EXERCISE AIM
Print every entry exactly as it appears, but skip the pictures.

Image point grounding data:
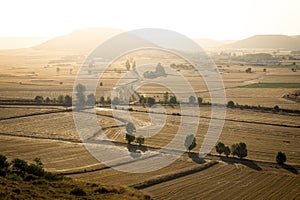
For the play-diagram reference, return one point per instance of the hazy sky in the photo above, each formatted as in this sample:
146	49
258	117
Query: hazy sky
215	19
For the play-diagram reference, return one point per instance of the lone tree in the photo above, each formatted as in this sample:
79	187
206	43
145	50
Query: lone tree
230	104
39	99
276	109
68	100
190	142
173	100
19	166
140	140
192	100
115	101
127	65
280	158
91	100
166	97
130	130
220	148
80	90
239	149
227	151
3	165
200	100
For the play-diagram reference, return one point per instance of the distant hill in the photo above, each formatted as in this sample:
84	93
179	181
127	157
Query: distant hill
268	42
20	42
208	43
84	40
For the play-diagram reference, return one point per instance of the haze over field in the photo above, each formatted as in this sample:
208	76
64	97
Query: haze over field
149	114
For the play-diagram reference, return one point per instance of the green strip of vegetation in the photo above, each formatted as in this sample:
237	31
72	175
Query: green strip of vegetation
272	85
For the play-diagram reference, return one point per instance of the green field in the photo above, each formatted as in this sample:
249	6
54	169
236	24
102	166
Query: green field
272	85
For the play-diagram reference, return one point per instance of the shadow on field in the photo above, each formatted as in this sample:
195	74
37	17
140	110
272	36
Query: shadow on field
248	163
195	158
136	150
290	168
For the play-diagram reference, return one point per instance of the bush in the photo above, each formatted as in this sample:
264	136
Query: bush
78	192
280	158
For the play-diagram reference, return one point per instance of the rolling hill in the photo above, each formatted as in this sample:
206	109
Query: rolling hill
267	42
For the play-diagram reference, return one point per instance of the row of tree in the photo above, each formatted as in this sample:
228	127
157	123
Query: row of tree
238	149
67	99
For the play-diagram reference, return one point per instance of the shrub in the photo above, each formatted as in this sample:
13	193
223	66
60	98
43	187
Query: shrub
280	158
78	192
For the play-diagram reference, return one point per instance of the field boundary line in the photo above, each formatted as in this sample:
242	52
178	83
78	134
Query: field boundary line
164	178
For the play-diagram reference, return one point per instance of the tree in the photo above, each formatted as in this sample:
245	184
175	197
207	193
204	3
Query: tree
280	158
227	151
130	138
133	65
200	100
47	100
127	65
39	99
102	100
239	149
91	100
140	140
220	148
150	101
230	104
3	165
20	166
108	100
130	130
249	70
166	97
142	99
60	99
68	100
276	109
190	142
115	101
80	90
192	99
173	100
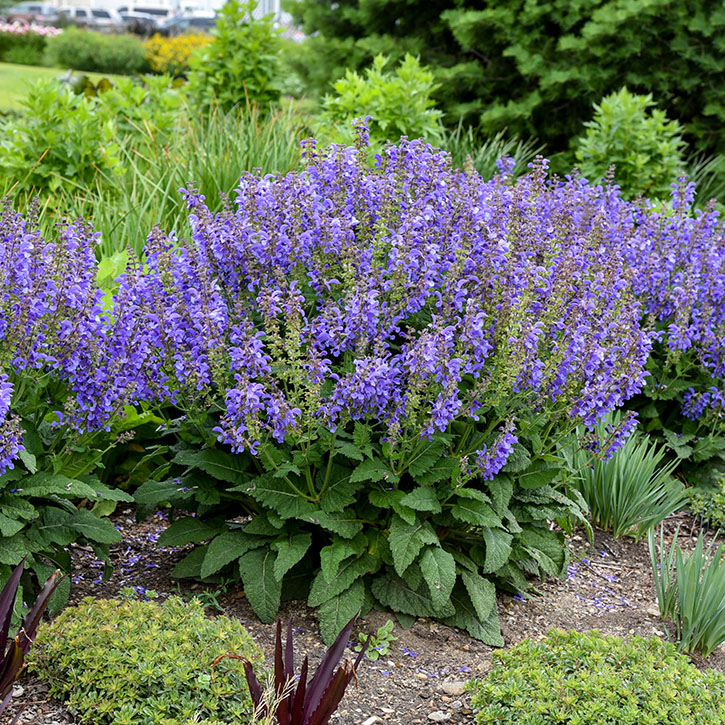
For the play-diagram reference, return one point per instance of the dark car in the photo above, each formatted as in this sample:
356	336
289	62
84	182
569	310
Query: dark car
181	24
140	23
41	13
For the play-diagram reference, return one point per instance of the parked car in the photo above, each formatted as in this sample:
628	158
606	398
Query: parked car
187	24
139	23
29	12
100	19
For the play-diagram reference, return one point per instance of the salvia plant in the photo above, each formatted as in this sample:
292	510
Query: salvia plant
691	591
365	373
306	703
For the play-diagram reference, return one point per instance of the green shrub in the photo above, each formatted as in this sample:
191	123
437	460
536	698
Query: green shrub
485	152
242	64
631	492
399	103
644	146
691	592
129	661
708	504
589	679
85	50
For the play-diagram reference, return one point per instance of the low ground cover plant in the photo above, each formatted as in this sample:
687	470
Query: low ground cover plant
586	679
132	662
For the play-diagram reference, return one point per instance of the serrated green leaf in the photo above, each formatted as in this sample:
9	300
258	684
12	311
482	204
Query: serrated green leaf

ANSWER TO THE PROBLEM
For the play-diagram reference, return one point per instance of the hazy sky in the photo above, each formatted as in this sample:
146	49
258	117
Query: hazy sky
215	19
For the play-diagram reference, return one point per instance of the lone tree in the photo above, each formatted as in this sample:
79	187
206	43
145	50
Query: lone tree
230	104
39	99
276	109
68	100
190	142
173	100
19	166
140	140
192	100
115	101
127	65
280	158
91	100
166	97
130	130
220	148
80	90
239	149
227	151
3	165
200	100
For the play-diagram reference, return one point per instance of the distant hill in the photo above, each formatted as in this sample:
84	93
179	181
127	157
Query: distant hill
268	42
20	42
208	43
84	40
For the play-diagram reference, return one point per instance of the haze over field in the photo above, each formatted as in this sample:
208	76
64	97
Query: haze over field
149	114
For the play-diagram reference, return one point per instance of the green strip of vegetation in the photo above, each formatted as in this sample:
237	31
72	175
Query: green strip of vegetation
272	85
For the play-diagram reference, return one point per instance of the green field in the photo above, each formatted as in this sample:
249	6
54	169
236	24
102	166
Query: green field
272	85
For the play-diagram reference, return one point per instance of the shadow on field in the photo above, each formatted as in this sample:
195	74
37	17
140	110
272	36
Query: shadow on field
248	163
195	158
136	150
290	168
For the play-diagram reference, return one point per instance of the bush in the photo above, each formatted as in this sample:
264	136
Query: bush
78	192
280	158
For the play-diagram reference, return one point per instance of the rolling hill in the photo above, each formatted as in this sample:
206	109
Query: rolling hill
267	42
For the play-diagram reference, return one point per instance of the row of tree in the photo above, each formatted as in this sample:
228	127
157	123
Query: row of tree
238	149
67	99
For the play-diagram reference, return one point per instance of the shrub in the photo above, each formatted as in this sample:
13	193
223	66
60	98
43	187
Query: shrub
280	158
78	192
For the play-diagram reference, return one point per instance of the field boundary line in the photo above, each formatted as in this sample:
242	52
178	83
78	134
Query: field boundary line
164	178
For the play-diagram reference, return one point per instance of the tree in the photo above, each formatted as in this sample:
245	184
175	197
207	193
204	3
Query: tree
280	158
227	151
130	138
133	65
200	100
47	100
127	65
39	99
102	100
239	149
91	100
140	140
220	148
150	101
230	104
3	165
20	166
108	100
130	130
249	70
166	97
142	99
60	99
68	100
276	109
190	142
115	101
80	90
192	99
173	100
For the play-diagram reference, return one point per instance of the dark car in the photo above, each formatted as in this sample:
356	336
289	62
84	182
569	310
Query: dark car
181	24
140	23
41	13
For the play-diagram reference, return one point per instance of the parked car in the photo above, each formatted as in this sample:
628	158
606	398
Query: parked car
187	24
139	23
29	12
100	19
For the play-diagram reference, return one point per instance of the salvia plant in the photo above, each formatted as in this sample:
292	510
Query: salvia plant
691	591
365	373
306	703
For the play-diagram reference, return one point per instance of the green shrub in the photo above, each formatted as in this sample:
191	123
437	460
536	698
Query: green shrub
485	152
242	64
631	492
399	103
644	146
691	592
129	661
708	504
589	679
85	50
For the play-diagram reference, return one point per instance of the low ground cover plant in the photo above, each formatted as in this sample:
687	470
Query: low ground cover plant
586	679
132	662
For the play-diagram reference, return one point per instance of the serrated green leaf in the photo above, each formatted as in this sample:
9	300
258	684
12	311
482	204
Query: serrated green leaf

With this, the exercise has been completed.